▸ DIRECTION
Reproduce the listing below word for word and line for line, leaving out the pictures.

▸ MATERIAL SHOWN
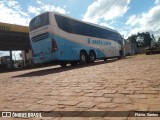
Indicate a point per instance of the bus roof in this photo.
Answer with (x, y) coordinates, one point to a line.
(96, 25)
(13, 28)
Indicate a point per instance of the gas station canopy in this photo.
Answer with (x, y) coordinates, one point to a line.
(14, 37)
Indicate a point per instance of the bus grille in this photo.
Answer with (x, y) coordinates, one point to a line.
(40, 37)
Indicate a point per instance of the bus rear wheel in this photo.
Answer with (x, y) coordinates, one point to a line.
(92, 57)
(74, 63)
(63, 64)
(83, 58)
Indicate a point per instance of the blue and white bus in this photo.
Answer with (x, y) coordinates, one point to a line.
(57, 37)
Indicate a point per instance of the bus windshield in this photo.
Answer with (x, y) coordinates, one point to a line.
(39, 21)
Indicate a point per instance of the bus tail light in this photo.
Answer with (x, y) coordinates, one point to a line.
(54, 46)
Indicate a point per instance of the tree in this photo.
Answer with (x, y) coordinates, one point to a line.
(142, 39)
(132, 39)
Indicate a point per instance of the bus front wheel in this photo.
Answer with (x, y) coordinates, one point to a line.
(83, 58)
(63, 64)
(92, 57)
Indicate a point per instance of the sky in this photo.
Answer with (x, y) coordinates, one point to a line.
(126, 16)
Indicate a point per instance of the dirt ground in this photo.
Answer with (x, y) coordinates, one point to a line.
(129, 84)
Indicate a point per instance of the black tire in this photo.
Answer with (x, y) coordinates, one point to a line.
(63, 64)
(83, 58)
(92, 57)
(120, 55)
(74, 63)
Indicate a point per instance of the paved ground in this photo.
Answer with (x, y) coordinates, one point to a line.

▸ COMPLETE OUTPUT
Indicate a point per instance of the bus roof in this photo.
Answer with (x, y) coordinates, one point to a line.
(96, 25)
(13, 28)
Indicate a point per instance of the gas station canopy in this photo.
Answer with (x, y) coordinates, one point to a line.
(14, 37)
Indicate a point per instance of the bus grille in this photo.
Answer with (x, y) coordinates, one point to a line.
(40, 37)
Indicate a point per instance of the bus rear wheel in this photo.
Answer with (x, y) coordinates, one point to a line.
(92, 57)
(74, 63)
(63, 64)
(83, 58)
Indicate a point per instance of the blue and white bus in this photo.
Answer with (x, y) coordinates, one point to a line.
(57, 37)
Indicate a point per instance of the bus windshield in this photo.
Answer with (x, y) coordinates, one point to a line.
(39, 21)
Indicate a point per instance of the bus tail light in this photo.
Answer with (x, y) coordinates, one point to a line.
(54, 46)
Indicate a point per instance of the tree in this photo.
Answer with (x, y) coordinates, one point to a line.
(142, 39)
(132, 39)
Indicate a point per instance of the bus front wheel in this photo.
Answer with (x, y) coordinates, one point to a line.
(83, 58)
(63, 64)
(92, 57)
Indicate a point per instance of the sky in this photo.
Answer with (x, y) coordinates, one point to a line.
(126, 16)
Indicate a point per instance of the dirt ground in this photo.
Answer with (x, y) coordinates, one point to a line.
(129, 84)
Indicate a point per instance of the black tire in this photo.
Answer with (x, y) coordinates, one point to a line.
(63, 64)
(83, 58)
(92, 57)
(120, 55)
(74, 63)
Indicate a point per instance of the paved ground in this photo.
Answer with (x, y) coordinates, one point to a line.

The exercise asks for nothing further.